Text passage »
★ ★ ★ ★ ★

Belgian Roman Catholic priest (1828–1905)

Johannes Ludovicus Paquay (17 November 1828 – 1 January 1905), also known as Valentinus, was a Belgian Roman Catholic priest and a professed member from the Order of Friars Minor. He was a popular confessor and noted preacher while serving in various leadership positions in the house he was stationed in; he was also known for his popular devotion to the Eucharist and the Sacred Heart and promoted these devotions to the faithful and to his conferees alike.

Pope John Paul II beatified him in Saint Peter's Square on 9 November 2003.

==Life==
Johannes Ludovicus Paquay was born in Belgium on 17 November 1828 as the fifth of eleven children to Hendrik Paquay and Anne Neven.

★ ★ ★ ★ ★

Data items:
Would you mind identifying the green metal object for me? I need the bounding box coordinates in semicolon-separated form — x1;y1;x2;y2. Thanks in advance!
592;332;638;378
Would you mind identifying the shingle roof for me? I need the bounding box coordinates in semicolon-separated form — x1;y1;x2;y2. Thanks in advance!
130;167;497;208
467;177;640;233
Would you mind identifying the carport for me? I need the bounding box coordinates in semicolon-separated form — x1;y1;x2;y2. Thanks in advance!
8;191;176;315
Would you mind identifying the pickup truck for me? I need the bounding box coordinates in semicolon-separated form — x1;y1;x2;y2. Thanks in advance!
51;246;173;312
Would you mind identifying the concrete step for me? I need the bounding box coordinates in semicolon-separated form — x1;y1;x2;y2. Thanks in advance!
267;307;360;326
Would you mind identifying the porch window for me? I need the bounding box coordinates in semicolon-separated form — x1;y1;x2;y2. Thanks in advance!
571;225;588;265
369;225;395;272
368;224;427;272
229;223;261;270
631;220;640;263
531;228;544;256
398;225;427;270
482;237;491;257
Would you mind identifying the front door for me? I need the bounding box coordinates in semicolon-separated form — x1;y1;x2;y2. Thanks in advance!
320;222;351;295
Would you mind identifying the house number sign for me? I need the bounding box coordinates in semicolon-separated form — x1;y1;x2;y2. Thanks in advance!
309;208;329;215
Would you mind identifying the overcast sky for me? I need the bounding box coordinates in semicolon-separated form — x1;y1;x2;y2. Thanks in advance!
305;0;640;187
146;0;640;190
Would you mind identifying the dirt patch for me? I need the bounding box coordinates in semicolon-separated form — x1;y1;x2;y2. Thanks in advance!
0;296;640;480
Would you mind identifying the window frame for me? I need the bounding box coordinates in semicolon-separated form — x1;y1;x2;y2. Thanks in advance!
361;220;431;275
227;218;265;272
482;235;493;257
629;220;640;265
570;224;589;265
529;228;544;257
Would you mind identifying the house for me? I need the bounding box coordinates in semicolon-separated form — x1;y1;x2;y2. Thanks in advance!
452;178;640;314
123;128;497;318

★ ★ ★ ★ ★

Required work »
1) List every full date (day, month and year) in the Paquay text. Give each date once.
2) From the Paquay text, extract the passage from "Johannes Ludovicus Paquay (17" to "his conferees alike.".
3) Turn the paragraph of the Paquay text that begins "Johannes Ludovicus Paquay (17 November 1828" into a bulleted list that keeps its main facts.

Task-by-task solutions »
1)
17 November 1828
1 January 1905
9 November 2003

2)
Johannes Ludovicus Paquay (17 November 1828 – 1 January 1905), also known as Valentinus, was a Belgian Roman Catholic priest and a professed member from the Order of Friars Minor. He was a popular confessor and noted preacher while serving in various leadership positions in the house he was stationed in; he was also known for his popular devotion to the Eucharist and the Sacred Heart and promoted these devotions to the faithful and to his conferees alike.

3)
- Johannes Ludovicus Paquay, also known as Valentinus, lived from 17 November 1828 to 1 January 1905.
- He was a Belgian Roman Catholic priest and a professed member of the Order of Friars Minor.
- He was a popular confessor and noted preacher.
- He held various leadership positions in the house where he was stationed.
- He was known for his devotion to the Eucharist and the Sacred Heart.
- He promoted these devotions both to the faithful and to his conferees.